● PAGE TEXT:
::::

FIRST AMENDMENT TO AMENDED AND RESTATED ADMINISTRATIVE SERVICES AGREEMENT
EXHIBIT 10.5
FIRST AMENDMENT
TO
AMENDED AND RESTATED
ADMINISTRATIVE SERVICES AGREEMENT
This FIRST AMENDMENT TO AMENDED AND RESTATED ADMINISTRATIVE SERVICES AGREEMENT is dated as of May 11, 2011 (“Amendment”), and is made by and between BUSINESS STAFFING, INC., a Delaware corporation (“Business Staffing”), and KAISER VENTURES LLC, a Delaware limited liability company (“Kaiser LLC”).
WHEREAS, Kaiser LLC and Business Staffing entered into that certain Amended and Restated Administrative Services Agreement dated December 31, 2010 (the “Services Agreement”);
WHEREAS, Kaiser LLC and Business Staffing desire to clarify and modify the Services Agreement to provide that upon the occurrence of a change of control of Kaiser LLC, as that term is defined herein, the full severance compensation, severance benefits and related severance costs for all employees of Business Staffing shall be immediately billed to and be immediately paid by Kaiser LLC.

::::

● GIVEN MATERIAL:
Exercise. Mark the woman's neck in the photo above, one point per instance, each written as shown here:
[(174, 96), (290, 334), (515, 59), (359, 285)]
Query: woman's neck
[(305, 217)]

::::

● EXERCISE DETAILS: Transcribe everything in the amendment to the administrative services agreement from "WHEREAS, Kaiser LLC and Business Staffing entered" down to "by Kaiser LLC.".

● WORKED SOLUTION:
WHEREAS, Kaiser LLC and Business Staffing entered into that certain Amended and Restated Administrative Services Agreement dated December 31, 2010 (the “Services Agreement”);
WHEREAS, Kaiser LLC and Business Staffing desire to clarify and modify the Services Agreement to provide that upon the occurrence of a change of control of Kaiser LLC, as that term is defined herein, the full severance compensation, severance benefits and related severance costs for all employees of Business Staffing shall be immediately billed to and be immediately paid by Kaiser LLC.